#### Excerto do texto
********

O primeiro dia da 28.ª reunião anual da Conferência das Partes da Convenção Quadro das Nações Unidas sobre as Alterações Climáticas (COP28) foi estranho. É que já decorreram tantas COP que todos nós achamos que já vimos de tudo e que dificilmente seremos surpreendidos.

No entanto, tivemos um discurso de abertura com o Presidente desta COP a falar “da importância do papel dos combustíveis fósseis” na solução do problema (eu sei que é uma afirmação estranha vinda do “chefe” da uma conferência para combater as alterações climáticas, parece mais algo que o CEO de uma companhia petrolífera diria; infelizmente para o mundo, neste caso são a mesma pessoa, o Dr. Sultan Al Jaber). Depois tivemos um belo discurso de Simon Stiell, Secretário-Executivo da UNFCCC, que incluiu uma citação do Mestre Yoda da saga Star Wars e uma das melhores frases de toda a COP, “trying to try” (a frase que o filho de Stiell usava quando não queria fazer os trabalhos de casa e que descreve claramente a postura de muita gente em relação à implementação do Acordo de Paris). Mas o mais surpreendente foi o anúncio da operacionalização do Fundo de Perdas e Danos em apenas um ano (tinha ficado decidida a sua criação em Sharm El-Sheikh, na COP27).

A maior surpresa foi o facto de, no final do primeiro dia, estar a nascer uma esperança de que, pela primeira vez desde Paris, teríamos algo de positivo para mostrar ao mundo, teríamos uma declaração forte e um caminho traçado para combater as alterações climáticas (e, sonhando mais um bocadinho, talvez até conseguíssemos um caminho justo para todas as populações).

********

#### Lista de registos
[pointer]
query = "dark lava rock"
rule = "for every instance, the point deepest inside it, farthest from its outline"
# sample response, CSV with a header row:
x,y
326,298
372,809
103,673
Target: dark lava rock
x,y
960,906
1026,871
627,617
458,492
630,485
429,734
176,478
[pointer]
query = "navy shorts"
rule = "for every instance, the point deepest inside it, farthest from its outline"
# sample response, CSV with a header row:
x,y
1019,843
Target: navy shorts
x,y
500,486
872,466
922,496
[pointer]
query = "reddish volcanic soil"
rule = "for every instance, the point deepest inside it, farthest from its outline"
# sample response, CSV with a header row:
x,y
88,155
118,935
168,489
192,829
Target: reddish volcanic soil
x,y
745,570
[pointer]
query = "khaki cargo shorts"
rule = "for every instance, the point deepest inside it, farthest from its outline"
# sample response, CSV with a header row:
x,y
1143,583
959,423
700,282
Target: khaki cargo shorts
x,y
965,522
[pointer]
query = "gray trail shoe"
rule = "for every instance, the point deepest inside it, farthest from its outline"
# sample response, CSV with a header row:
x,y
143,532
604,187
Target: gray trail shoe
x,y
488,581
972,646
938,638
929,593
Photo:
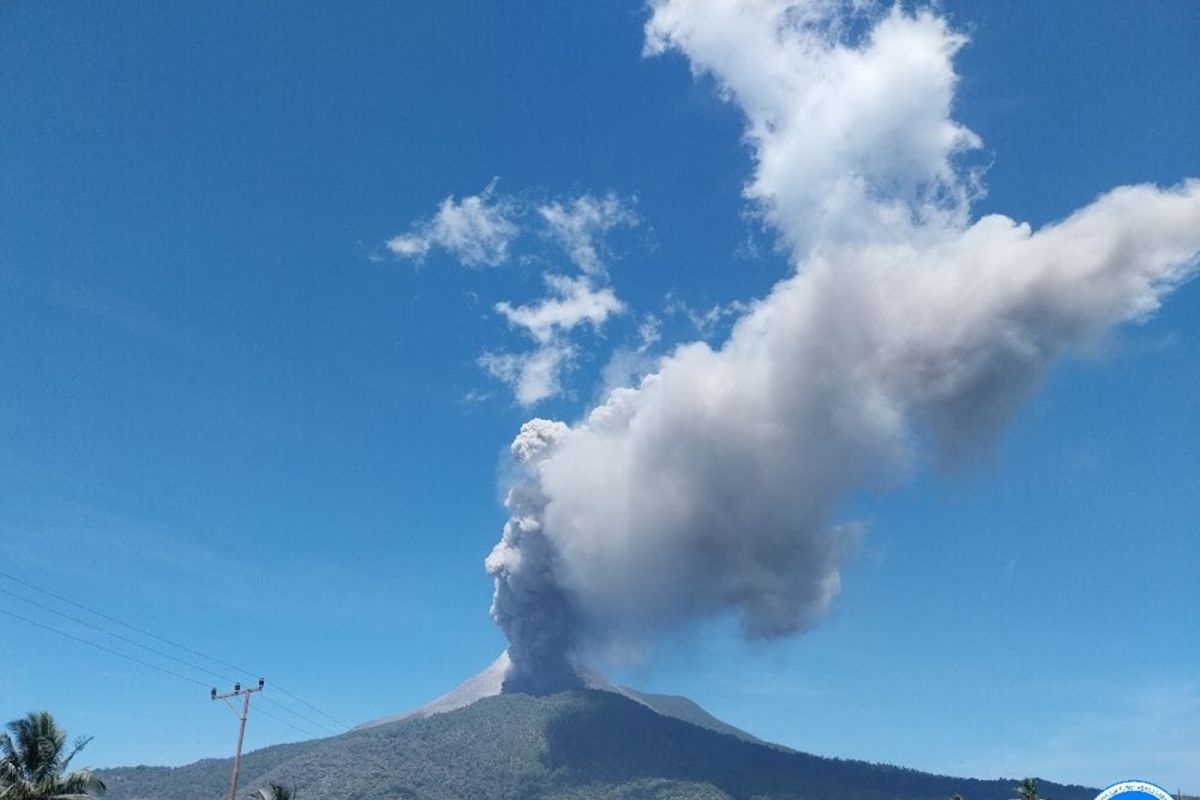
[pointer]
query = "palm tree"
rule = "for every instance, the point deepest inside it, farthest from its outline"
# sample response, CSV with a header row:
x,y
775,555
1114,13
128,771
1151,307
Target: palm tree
x,y
274,792
1027,789
34,759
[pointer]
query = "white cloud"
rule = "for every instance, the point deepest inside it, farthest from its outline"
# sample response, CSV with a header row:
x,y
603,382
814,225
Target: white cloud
x,y
570,302
480,230
533,376
477,230
580,224
714,486
852,140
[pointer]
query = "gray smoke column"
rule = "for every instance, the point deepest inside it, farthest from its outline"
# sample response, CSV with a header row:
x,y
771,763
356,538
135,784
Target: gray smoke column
x,y
909,332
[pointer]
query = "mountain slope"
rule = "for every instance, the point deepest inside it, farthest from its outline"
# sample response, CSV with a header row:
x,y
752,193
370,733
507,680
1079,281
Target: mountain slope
x,y
574,745
490,683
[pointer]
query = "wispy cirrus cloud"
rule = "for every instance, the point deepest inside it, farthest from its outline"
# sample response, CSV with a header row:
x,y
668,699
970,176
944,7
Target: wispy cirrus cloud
x,y
483,229
475,230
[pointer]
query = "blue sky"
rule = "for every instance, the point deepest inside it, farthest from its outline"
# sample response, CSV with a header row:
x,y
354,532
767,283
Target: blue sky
x,y
231,415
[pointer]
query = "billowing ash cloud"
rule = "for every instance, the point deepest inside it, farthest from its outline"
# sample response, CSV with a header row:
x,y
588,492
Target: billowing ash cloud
x,y
907,331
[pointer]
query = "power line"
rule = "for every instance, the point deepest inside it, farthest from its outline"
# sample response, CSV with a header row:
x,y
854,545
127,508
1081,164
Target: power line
x,y
160,638
334,720
101,647
319,726
291,725
115,636
126,625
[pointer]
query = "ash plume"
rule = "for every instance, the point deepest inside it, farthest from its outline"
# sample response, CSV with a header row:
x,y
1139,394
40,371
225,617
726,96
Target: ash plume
x,y
906,334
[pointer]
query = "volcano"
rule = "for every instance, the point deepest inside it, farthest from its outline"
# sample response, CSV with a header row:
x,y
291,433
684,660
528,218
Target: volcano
x,y
600,741
490,683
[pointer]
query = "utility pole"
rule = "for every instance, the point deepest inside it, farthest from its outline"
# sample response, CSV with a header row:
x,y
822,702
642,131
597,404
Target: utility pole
x,y
241,725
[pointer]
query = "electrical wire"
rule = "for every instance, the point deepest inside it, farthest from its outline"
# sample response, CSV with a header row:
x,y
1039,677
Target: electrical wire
x,y
157,637
101,647
294,727
126,625
118,636
319,726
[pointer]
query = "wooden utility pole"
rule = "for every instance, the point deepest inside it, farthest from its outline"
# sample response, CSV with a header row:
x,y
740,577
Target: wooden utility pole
x,y
241,725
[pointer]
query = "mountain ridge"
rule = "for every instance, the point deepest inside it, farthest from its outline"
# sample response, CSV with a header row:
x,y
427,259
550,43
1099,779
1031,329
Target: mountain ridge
x,y
582,744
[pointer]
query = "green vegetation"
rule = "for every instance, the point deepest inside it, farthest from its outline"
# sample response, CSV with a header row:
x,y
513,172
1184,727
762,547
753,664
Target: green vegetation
x,y
274,792
581,745
1027,789
34,762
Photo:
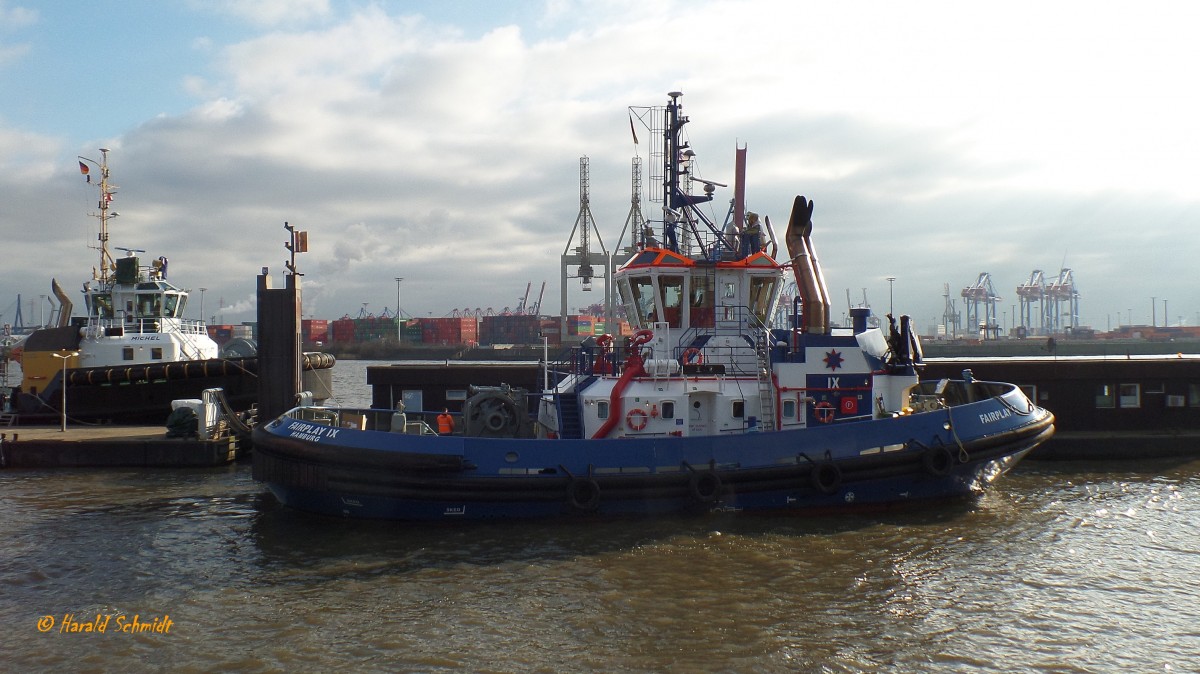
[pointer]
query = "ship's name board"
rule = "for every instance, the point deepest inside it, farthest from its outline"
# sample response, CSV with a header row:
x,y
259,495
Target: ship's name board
x,y
999,415
311,432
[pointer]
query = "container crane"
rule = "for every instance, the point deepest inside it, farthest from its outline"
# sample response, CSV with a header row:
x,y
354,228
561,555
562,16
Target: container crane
x,y
1033,292
982,295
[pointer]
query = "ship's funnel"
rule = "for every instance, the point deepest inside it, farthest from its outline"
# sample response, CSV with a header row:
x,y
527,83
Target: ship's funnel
x,y
809,280
64,304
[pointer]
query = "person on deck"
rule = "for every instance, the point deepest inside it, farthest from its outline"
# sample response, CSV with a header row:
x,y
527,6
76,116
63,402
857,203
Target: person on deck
x,y
751,236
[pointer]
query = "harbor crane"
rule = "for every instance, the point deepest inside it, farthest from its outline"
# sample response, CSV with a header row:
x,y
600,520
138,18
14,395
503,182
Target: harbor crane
x,y
981,296
952,320
1033,292
582,257
1062,301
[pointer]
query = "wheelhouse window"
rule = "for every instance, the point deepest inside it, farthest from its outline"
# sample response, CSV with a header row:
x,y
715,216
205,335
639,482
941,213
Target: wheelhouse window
x,y
701,301
1131,395
642,295
149,304
672,299
762,294
101,306
173,306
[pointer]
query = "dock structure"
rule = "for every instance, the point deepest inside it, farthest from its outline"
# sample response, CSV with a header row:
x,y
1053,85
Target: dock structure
x,y
94,446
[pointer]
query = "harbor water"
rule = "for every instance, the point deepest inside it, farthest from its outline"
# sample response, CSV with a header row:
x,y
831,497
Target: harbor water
x,y
1060,567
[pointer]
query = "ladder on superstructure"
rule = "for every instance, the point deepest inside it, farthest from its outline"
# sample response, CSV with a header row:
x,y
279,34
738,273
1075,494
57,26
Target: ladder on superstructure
x,y
766,389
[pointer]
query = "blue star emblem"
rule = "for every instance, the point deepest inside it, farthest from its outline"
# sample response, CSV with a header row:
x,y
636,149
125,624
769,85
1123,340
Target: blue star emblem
x,y
833,360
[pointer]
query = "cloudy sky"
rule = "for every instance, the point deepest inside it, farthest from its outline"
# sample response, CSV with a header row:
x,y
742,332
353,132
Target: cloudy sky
x,y
441,142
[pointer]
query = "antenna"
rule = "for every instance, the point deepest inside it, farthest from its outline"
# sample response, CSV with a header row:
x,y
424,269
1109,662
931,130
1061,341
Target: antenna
x,y
107,192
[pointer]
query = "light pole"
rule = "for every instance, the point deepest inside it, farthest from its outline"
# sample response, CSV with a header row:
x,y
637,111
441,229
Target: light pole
x,y
63,384
399,329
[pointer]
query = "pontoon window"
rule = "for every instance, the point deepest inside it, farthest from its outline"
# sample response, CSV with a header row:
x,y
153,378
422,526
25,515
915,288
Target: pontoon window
x,y
1131,395
672,299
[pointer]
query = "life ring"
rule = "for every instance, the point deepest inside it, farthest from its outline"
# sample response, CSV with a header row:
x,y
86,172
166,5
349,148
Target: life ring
x,y
583,494
641,337
849,404
496,421
826,477
823,411
939,461
705,486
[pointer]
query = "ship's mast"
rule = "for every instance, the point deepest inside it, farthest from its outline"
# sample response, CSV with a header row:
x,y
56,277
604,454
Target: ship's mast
x,y
106,198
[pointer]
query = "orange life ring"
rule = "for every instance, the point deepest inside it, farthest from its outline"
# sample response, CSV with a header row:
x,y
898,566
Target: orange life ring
x,y
823,411
641,337
640,414
849,404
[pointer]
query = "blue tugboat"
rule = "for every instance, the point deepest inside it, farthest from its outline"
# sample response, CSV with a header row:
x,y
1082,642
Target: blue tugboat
x,y
705,408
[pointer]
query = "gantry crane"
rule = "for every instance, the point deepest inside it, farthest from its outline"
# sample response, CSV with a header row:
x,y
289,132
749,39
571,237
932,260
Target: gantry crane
x,y
982,295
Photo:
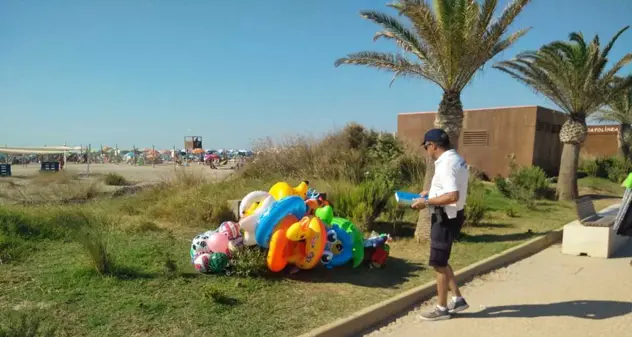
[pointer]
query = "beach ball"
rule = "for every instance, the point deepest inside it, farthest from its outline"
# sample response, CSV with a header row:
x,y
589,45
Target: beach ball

********

#### Instruções do exercício
Transcreve o trecho do texto sobre a COP28 que começa em "O primeiro dia da" e continua até "dificilmente seremos surpreendidos.". Responde recorrendo exclusivamente ao texto.

#### Resultado da tarefa
O primeiro dia da 28.ª reunião anual da Conferência das Partes da Convenção Quadro das Nações Unidas sobre as Alterações Climáticas (COP28) foi estranho. É que já decorreram tantas COP que todos nós achamos que já vimos de tudo e que dificilmente seremos surpreendidos.